----- Extract to read
What I dislike in the VM approach is that the development machine and the host are somewhat disconnected and it's non-trivial for them to share files. Also, I'm concerned I'll write software with too many linuxisms that would render it incompatible with other Unixes (which are still used in far too many places). With my tooling, I even try hard to make it work on Windows, just in case.


That's why I use Parallels Desktop, even though I would prefer to use open source software. They provide great file system integration on common OS plus a few other things like GPU graphics (I tried with windows 10 arm).


If you share $HOME with your VM (which is apparently the default in Parallels), you're not gaining much in terms of security. https://zerodayengineering.com/blog/dont-share-your-home.htm...


So you run a Linux box using Parallels and use VS Code or something on the Mac side to edit files? I'm interested in adopting a similar workflow, so your guidance would be appreciated.


> and it's non-trivial for them to share files.

My approach is to have a separate dropbox and GitHub account for sharing, that both machines have access to.


You may want to look into Vagrant. It automates the setup of the VMs (and the sharing of files between them) so you can quickly test between say Ubuntu and FreeBSD.


What's the story with MacPorts these days? When I used MacOS I preferred it over alternatives such as brew and was under the impression it was used and had contributors from Apple as well.


There is no story, really. It just works. Combined with virtualenvwrapper it's my daily driver. Most of my colleagues went with the pyenv route and suffer for it.

In reality, there is no real reason why you couldn't have both (I do) and some things I install under brew, while others (python versions, for instance) I install under MacPorts.


Wait? you could have Brew and MacPorts in the same user? I read that they are impossible to co-exists due to how brew and macports handles the user folder? BTW I never tried this, I just got this Macbook Air M1 few months ago. Fearful that I will brick it.


MacPorts is fine (a coworker is using it daily). There's also pkgsrc and nixpkgs (I use the latter daily), which are great.

That kind of vulnerability being a real possibility is one of the main drivers behind ArchMac, although I did contribute to Homebrew, I always found it to be way too complex and brittle for its own good (no offense, many of it is a design choice, it’s just my personal opinion and why I steer clear of it)


Macports works fine. There is no major issue with it.

It was more or less blessed by Apple at some point (using Apple infrastructure for hosting and having Apple employees contributing such as Jordan Hubbard), but I don’t think they are still involved now.


Apple's macOSforge site still lists it: https://www.macosforge.org

It's boring technology that works well, which is what you want in a package manager.


Using it since around 2006. Boring old tech that works.


Why use anything else?


Why do they even use a feature like automerge without approval? I feel like homebrew needs a solid dose of KISS (keep it simple, stupid)
----------
List each operating system or distribution that the forum thread on VMs and Mac package managers names, counting different versions of one system only once.
----- Data supplied
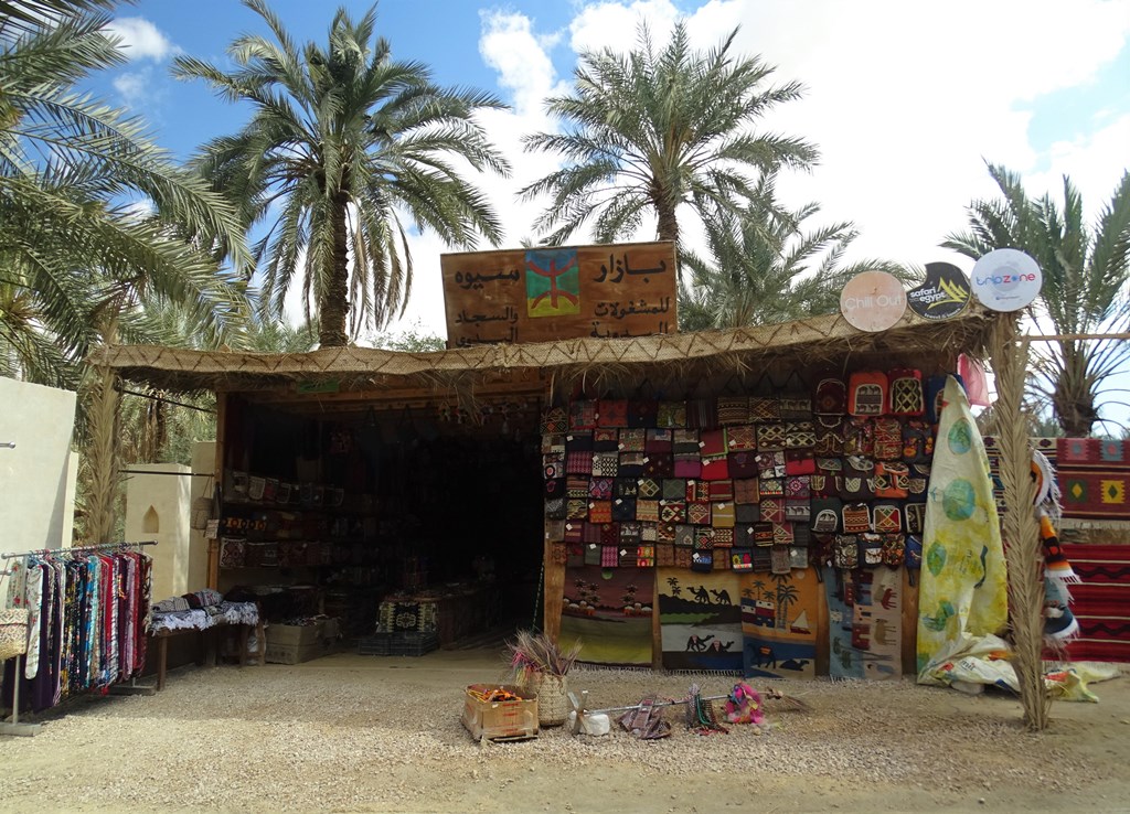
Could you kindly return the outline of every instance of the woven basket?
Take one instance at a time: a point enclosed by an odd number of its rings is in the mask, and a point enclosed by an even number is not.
----------
----- Data supplied
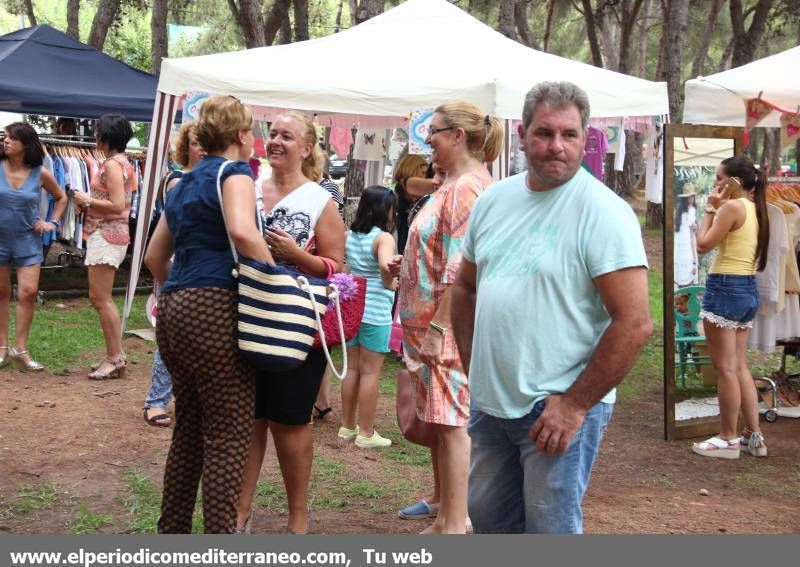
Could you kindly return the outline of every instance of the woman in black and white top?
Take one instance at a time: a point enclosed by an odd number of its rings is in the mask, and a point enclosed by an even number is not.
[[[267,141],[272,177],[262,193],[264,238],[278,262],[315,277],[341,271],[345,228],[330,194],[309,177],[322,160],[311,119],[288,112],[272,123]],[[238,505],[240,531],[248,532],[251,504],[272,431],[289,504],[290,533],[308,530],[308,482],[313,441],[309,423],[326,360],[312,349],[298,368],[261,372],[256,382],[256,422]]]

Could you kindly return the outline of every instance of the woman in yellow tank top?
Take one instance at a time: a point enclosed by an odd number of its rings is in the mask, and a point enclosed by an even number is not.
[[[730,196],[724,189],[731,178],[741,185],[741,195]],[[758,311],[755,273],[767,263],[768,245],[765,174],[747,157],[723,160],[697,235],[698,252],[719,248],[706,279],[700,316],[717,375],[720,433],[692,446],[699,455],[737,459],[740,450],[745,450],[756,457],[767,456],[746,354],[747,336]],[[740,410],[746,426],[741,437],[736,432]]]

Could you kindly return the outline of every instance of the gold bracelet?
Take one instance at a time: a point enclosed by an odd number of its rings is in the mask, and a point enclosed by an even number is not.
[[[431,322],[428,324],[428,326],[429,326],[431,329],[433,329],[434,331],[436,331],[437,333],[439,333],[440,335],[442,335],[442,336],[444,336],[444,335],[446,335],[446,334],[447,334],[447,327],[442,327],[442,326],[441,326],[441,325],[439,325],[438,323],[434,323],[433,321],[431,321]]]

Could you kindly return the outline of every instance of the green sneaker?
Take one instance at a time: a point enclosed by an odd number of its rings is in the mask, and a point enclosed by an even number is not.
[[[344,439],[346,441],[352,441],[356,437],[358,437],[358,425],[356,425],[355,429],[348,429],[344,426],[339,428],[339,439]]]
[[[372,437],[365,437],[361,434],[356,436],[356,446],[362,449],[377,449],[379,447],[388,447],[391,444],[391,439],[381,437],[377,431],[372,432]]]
----------
----- Data supplied
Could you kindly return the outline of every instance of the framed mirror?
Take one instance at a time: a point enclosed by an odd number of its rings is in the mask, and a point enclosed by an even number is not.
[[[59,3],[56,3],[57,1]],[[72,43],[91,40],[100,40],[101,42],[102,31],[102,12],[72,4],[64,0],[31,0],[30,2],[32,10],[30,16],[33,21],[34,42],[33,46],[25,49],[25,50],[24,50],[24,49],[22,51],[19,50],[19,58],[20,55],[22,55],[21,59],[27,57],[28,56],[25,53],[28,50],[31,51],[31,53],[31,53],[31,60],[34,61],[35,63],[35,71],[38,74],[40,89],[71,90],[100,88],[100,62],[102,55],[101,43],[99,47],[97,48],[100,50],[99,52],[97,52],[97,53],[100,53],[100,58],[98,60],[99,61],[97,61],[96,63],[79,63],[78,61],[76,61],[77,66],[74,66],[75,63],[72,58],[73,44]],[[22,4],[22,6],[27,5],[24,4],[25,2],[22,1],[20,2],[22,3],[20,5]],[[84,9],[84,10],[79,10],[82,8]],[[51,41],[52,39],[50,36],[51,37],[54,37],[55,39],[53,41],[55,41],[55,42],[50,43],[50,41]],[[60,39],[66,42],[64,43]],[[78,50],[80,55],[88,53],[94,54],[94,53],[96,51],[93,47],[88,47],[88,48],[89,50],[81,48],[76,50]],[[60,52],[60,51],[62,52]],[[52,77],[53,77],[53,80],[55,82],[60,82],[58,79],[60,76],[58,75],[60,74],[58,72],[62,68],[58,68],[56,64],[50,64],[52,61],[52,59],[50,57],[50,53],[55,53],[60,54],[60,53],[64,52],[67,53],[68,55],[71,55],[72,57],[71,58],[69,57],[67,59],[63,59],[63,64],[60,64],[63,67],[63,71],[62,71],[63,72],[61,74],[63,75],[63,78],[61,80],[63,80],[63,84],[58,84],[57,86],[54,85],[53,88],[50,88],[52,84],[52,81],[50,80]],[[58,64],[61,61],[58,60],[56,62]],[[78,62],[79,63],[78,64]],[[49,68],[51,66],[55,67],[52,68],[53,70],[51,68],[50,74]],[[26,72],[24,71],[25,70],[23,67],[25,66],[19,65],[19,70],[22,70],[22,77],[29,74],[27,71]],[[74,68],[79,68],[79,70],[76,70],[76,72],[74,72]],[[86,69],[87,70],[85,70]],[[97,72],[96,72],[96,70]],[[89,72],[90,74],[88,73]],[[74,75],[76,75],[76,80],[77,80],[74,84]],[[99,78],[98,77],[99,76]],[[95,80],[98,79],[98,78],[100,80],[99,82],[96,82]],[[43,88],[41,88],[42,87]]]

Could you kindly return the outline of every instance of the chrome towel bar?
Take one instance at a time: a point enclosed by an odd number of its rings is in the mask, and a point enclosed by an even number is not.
----------
**Correct result**
Linux, Windows, Ubuntu, FreeBSD, macOS